#### Brief:
Please continue the text on making space and time for creativity, starting right after its final sentence about setting aside half an hour and working up from there.

#### Text block:

┏━━

This is why you’ll have difficulty reaching that aha-moment just because you need it; your brain isn’t tuned into being creative whenever you need it to be since someone put a damper on the fun a long time ago.

A space and time for creativity

To be more creative, you’re going to have to practice. Although the word practice implies a logical and structural way of thinking, you’re going to have to turn it around; practicing to be creative means practicing to be playful. It might be a bit painful, to begin with - but the more you work on it, the better ideas you’ll be able to come up with.

A quiet and non-judgemental room of your own is the most important thing in the beginning. Sure, if you’re used to hatching several useful ideas every hour, you’re probably able to cope with noise and stressful surroundings - but for the rest of us, start with a quiet space. You won’t be able to be playful and creative if you’re exposed to the usual pressure of your daily life.

creativity workshop people art

Next, you have to give yourself time to think differently. It’s not necessarily going to be fun, but the longer you sit there and ponder, the more you’re going to tolerate the process later on. It’s difficult to say how much time you should set aside for your creative self, although starting with half an hour and working your way up is an alright plan.

┗━━

#### Extracted information:
┏━━

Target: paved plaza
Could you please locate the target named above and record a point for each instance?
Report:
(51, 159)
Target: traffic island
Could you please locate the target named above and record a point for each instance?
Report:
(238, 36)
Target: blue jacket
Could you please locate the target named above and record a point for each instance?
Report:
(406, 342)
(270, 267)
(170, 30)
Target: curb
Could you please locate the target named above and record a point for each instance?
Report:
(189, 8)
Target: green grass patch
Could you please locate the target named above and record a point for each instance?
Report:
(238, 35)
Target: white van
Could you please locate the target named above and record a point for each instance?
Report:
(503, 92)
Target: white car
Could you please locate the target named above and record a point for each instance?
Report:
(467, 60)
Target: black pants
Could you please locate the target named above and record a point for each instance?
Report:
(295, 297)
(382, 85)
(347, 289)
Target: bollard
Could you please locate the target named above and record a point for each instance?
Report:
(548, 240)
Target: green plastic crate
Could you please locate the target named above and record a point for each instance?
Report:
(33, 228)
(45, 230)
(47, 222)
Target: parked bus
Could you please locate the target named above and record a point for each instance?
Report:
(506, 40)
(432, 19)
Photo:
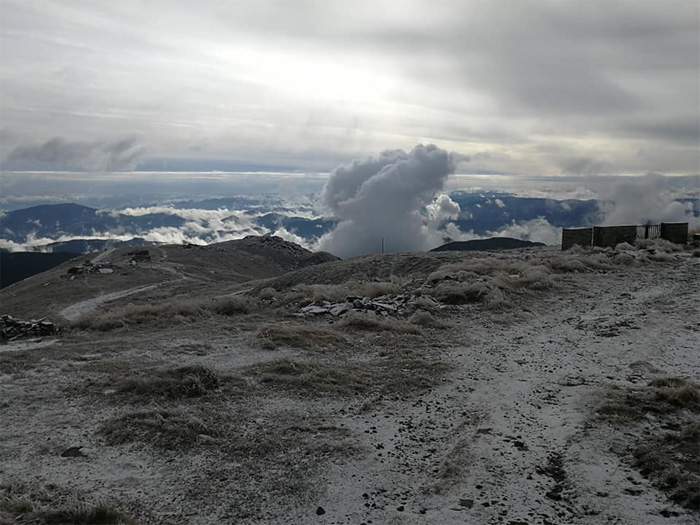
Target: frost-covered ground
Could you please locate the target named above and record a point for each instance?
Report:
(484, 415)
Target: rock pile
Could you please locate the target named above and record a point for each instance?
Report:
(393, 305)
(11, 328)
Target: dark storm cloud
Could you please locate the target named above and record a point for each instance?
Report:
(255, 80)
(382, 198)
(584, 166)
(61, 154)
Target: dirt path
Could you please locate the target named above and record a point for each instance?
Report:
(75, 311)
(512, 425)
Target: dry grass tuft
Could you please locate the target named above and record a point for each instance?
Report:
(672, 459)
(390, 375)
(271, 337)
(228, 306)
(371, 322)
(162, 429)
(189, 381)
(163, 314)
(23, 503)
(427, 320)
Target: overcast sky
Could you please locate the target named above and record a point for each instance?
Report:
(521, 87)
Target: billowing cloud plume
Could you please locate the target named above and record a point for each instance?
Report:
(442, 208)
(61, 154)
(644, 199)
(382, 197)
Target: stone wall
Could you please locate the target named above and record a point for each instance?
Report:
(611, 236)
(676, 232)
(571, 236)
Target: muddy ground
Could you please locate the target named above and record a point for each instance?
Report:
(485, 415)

┗━━
┏━━

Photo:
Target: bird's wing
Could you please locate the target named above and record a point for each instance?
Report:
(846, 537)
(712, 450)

┗━━

#### Response to the task:
Don’t dismiss any ideas or expect to even come up with anything useful for now. If you cough up something tremendously stupid, give yourself the chance to laugh at it and pair it with something else that’s even sillier. The best cure to a closed and narrow mind is humor; laugh at yourself, roll around on the floor, watch a comedy, and feel how relaxing the whole process feels later on.

You’d want to approach your unhatched idea like a curious child, poking it with a stick, and jumping back in surprise and joy as soon as it moves. Some of the most creative people out there are ridiculously funny, confident about their silliness, and eager to share the genius thoughts they allow themselves to think.

Do yourself a favor at watch this video of John Cleese talking about creativity, by the way; he’s hilarious too, so it should fuel your brain right away.

An imaginative interview with your product

Now that you’ve spent days, weeks, and months on rewiring your brain and finding back to the abandoned child in you, it’s time to look at your brilliant ideas so far. Just like some schools of creativity urges us to focus on successful innovators and adopt their methods, others want you to think differently again.

The idea is that some of the most innovative and cutting-edge products out there have certain patterns in common - a genetic code if you will, where the secret behind its creative master is stored.

When you’re building a marketing strategy for your business, it’s common to imagine the ideal customer. It helps to make him or her as lifelike as possible, playing around with different sets of personality traits, as well as everyday issues that your business can help them solve. You’re creating this person in your mind and giving her a voice; although someone very similar exists as it is based on a likely consumer.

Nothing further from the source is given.